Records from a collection
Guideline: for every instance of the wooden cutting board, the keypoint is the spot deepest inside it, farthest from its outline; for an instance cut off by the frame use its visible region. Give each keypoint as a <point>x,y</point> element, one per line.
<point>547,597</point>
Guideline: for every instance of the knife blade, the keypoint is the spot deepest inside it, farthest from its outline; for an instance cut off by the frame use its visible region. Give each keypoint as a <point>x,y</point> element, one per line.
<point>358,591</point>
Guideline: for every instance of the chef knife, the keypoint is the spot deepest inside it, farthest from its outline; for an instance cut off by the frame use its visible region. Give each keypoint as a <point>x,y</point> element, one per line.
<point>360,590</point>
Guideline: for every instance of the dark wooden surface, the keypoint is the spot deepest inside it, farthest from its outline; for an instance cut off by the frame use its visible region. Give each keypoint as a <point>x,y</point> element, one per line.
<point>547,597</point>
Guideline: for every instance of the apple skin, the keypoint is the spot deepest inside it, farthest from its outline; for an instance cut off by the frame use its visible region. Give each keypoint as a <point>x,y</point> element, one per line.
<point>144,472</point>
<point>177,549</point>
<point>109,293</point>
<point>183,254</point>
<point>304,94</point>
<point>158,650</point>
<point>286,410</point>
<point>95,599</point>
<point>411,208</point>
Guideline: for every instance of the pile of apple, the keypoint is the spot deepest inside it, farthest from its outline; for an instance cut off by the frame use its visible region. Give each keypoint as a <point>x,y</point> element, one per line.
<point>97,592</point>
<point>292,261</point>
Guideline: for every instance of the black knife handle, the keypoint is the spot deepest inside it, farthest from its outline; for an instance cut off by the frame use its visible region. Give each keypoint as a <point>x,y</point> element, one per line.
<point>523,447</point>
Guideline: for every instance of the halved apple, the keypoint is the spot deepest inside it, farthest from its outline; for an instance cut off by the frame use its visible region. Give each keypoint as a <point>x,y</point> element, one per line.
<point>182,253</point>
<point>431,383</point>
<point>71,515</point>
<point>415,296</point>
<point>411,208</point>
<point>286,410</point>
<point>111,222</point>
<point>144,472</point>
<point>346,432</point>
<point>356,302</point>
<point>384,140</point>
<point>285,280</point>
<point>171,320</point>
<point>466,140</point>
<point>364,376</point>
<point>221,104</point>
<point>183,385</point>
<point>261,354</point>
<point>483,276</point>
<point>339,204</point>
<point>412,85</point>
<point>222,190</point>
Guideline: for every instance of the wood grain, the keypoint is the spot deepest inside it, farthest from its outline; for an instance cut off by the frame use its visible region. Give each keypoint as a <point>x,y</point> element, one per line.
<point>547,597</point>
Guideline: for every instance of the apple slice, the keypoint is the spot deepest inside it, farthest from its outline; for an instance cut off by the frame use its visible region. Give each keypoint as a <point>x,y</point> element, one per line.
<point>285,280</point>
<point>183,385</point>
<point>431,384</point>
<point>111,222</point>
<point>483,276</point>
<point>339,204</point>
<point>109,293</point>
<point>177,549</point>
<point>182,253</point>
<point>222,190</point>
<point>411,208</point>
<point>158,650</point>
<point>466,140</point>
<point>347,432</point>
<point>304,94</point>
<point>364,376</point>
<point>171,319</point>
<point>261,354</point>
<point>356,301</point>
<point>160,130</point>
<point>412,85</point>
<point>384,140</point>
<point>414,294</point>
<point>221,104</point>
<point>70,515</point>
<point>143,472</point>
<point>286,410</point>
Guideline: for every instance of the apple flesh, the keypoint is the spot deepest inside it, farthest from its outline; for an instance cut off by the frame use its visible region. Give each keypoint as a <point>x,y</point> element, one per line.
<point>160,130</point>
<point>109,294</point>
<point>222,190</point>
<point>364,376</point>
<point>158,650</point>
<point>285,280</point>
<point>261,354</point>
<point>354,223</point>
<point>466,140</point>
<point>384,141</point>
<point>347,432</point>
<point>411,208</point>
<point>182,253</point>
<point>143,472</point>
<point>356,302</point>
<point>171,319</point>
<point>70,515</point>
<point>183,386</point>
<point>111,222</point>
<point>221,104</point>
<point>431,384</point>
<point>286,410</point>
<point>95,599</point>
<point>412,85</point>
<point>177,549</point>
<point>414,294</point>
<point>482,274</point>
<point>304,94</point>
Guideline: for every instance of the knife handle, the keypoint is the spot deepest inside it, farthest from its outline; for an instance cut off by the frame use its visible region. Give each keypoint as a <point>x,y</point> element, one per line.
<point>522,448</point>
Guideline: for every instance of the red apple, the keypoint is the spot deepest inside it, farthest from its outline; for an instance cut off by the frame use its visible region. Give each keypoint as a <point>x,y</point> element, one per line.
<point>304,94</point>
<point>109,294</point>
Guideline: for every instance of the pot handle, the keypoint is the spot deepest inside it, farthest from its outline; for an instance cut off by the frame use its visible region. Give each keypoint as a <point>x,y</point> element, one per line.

**Given task:** Reproduce the part of the material that opens with the line containing "Guideline: for every instance of the pile" and closes with the line containing "<point>523,447</point>", including both of those lines. Increase every coordinate in the keypoint answers by 55, and leave all other lines unchanged.

**Response:**
Guideline: for every instance of the pile of apple, the keypoint is the spot deepest inside it, farthest from its outline; for an instance cut off by the frame use its visible region. Give each keypoint as a <point>x,y</point> element, one per line.
<point>152,647</point>
<point>347,316</point>
Guideline: for every instance of the black knife handle, the keypoint is the spot deepest inside it, farthest from its outline; for an instance cut off by the frame use its visible region. Give each keypoint as a <point>x,y</point> element, one per line.
<point>578,502</point>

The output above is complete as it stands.